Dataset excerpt
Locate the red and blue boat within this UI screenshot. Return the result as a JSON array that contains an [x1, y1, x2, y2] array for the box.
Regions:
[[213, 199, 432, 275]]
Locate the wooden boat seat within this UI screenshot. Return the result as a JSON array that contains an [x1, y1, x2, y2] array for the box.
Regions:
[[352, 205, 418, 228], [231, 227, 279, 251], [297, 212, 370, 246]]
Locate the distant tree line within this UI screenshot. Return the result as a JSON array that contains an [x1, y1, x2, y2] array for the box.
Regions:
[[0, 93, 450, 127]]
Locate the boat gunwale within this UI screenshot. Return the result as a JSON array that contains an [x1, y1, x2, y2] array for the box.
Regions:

▸ **Work to do**:
Format every line of the records above as a numbered list, omitting any blank lines.

▸ **Exercise output**:
1. Locate the red and blue boat within this UI screenshot. Return the result as a JSON array that contains an [x1, y1, x2, y2] array for the box.
2. Regions:
3. [[213, 199, 432, 275]]
4. Locate the wooden boat seat within this UI screenshot. Return the result as a JSON array that contains an [x1, y1, x2, y2] array for the box.
5. Regions:
6. [[352, 205, 418, 228], [231, 227, 279, 251], [297, 212, 370, 246]]
7. Locate the distant tree line within this UI screenshot. Return the result as a JSON array that contains an [x1, y1, x2, y2] array for the box.
8. Regions:
9. [[0, 93, 450, 127]]
10. Locate the boat gunwale within this UI screenshot. Return the result as a JSON array that contains an [x1, y1, x2, y2] array for the box.
11. Regions:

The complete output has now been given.